#### SOURCE EXTRACT

My advice is to get a second

My advice is to get a second opinion. Anytime you are not happy with a diagnosis and do not feel right about it, it is always good to get a second opinion regardless of the illness. This doctor does not seem to have his fact straight and is very wrong that most adults grow out of ADHD. Hope this helps!

Second Opinion

You should definitely get a second opinion.  First, many people with ADD also have depression (they get depressed because life with ADD is so hard).  Second, about 20-30% of people who had ADD as kids either "grow out of it" or learn to cope with it well enough that they no longer need treatment.  This is hardly "most" people, and in any event if he is still having ADD-like symptoms, then he might well not be one of them.

That said, there are other things that have similar symptoms to ADD.  So get a full evaluation from a psychiatric group that knows a lot about ADHD and other issues as well.  Worst thing that happens is that they confirm that it is only depression, and you have an answer you trust more. 


It's pretty clear to me that my husband has ADD, he shows all the symptoms of the inattentive type, and 2 doctors have agreed.

########
#### RECORD SET

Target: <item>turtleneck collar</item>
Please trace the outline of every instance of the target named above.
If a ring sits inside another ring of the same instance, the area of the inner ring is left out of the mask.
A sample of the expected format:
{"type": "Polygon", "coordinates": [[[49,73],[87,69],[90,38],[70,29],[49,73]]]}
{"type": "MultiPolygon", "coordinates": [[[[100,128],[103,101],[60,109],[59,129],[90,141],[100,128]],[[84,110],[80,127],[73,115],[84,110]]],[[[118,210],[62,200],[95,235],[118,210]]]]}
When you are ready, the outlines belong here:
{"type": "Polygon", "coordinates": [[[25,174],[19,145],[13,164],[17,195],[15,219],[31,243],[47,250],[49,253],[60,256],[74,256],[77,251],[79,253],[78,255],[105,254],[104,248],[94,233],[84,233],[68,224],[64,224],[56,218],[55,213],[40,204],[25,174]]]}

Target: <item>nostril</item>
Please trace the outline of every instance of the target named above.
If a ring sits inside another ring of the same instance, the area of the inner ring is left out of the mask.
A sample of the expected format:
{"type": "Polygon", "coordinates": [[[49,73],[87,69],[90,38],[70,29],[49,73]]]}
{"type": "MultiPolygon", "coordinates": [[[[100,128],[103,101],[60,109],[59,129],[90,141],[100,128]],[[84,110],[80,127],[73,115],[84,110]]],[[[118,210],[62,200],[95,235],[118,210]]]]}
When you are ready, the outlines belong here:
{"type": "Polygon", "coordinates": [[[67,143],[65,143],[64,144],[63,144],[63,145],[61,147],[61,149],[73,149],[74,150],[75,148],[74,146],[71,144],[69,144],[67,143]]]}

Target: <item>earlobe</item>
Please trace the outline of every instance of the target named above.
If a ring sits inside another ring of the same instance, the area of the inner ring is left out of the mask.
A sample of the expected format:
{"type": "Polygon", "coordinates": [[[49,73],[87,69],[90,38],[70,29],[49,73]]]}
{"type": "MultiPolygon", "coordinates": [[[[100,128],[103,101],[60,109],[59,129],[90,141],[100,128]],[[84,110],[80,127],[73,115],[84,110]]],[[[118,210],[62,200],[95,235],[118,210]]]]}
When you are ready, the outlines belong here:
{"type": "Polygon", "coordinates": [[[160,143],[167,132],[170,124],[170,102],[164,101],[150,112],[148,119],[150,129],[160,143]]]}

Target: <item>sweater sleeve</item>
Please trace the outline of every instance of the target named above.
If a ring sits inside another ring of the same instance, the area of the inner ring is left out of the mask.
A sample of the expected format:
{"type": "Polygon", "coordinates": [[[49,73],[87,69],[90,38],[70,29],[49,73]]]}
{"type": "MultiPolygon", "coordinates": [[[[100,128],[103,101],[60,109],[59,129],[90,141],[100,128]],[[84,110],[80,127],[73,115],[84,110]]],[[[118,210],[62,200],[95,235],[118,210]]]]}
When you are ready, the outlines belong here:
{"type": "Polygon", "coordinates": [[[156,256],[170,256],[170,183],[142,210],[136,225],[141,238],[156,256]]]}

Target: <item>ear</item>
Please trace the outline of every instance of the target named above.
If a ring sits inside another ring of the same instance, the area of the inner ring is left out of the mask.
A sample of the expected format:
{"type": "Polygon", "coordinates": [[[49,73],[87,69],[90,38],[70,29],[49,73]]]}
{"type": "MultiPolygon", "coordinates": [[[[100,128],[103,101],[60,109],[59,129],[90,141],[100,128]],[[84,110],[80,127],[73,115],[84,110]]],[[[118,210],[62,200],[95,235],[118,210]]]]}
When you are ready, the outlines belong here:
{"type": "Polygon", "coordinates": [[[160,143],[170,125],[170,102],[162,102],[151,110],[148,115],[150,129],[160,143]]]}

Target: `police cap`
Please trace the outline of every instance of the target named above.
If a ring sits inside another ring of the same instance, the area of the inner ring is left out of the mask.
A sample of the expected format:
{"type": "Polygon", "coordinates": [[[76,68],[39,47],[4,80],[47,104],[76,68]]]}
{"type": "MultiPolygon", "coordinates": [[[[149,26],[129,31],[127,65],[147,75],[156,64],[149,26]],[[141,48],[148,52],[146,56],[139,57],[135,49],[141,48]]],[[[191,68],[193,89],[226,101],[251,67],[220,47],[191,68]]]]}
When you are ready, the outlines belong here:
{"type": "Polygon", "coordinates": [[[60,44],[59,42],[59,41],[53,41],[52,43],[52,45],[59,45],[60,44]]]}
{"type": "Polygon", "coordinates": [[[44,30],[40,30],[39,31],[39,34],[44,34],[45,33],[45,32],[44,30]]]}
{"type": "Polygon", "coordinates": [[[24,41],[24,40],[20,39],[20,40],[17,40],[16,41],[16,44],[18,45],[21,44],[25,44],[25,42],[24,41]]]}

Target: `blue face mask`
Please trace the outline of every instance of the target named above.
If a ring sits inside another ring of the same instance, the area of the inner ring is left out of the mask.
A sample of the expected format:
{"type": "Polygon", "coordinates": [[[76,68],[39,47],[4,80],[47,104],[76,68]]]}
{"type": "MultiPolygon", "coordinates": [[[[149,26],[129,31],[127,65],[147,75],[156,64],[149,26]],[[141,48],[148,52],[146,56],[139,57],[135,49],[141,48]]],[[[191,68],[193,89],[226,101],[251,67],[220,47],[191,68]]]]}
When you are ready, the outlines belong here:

########
#### RECORD SET

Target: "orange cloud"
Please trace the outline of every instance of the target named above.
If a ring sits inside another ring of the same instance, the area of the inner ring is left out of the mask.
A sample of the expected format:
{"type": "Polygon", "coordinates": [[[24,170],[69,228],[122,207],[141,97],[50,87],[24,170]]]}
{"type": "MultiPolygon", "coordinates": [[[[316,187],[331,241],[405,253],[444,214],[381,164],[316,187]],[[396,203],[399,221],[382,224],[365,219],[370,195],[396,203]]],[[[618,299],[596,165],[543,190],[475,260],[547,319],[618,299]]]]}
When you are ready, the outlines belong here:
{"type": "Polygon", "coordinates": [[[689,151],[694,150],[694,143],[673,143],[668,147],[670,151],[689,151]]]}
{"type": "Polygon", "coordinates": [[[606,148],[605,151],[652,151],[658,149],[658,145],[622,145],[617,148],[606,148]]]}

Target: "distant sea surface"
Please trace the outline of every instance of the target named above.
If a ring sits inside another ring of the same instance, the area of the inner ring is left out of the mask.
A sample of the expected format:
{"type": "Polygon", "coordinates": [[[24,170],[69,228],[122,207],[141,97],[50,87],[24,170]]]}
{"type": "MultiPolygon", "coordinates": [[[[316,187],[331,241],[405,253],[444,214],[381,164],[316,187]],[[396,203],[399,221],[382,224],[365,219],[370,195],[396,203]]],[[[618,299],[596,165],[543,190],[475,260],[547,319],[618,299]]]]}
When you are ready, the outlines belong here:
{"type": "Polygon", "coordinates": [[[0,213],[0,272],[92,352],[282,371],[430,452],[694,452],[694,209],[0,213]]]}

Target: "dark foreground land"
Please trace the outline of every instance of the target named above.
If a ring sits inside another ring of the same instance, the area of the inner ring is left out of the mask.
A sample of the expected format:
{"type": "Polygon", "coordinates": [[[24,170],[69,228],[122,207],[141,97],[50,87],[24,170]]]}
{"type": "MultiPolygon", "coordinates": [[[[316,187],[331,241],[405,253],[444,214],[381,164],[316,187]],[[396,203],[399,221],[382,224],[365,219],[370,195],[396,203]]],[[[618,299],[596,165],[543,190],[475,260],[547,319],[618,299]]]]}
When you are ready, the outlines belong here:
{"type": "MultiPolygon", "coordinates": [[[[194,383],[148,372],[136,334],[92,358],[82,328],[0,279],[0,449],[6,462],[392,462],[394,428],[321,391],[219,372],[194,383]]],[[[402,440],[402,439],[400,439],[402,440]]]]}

########

* **WHAT TO PRODUCE**
In the text on getting a second opinion about ADD, what share of people who had ADD as kids either grow out of it or cope well enough to no longer need treatment?

* **SOLUTION FOR THIS PROBLEM**
About 20-30%.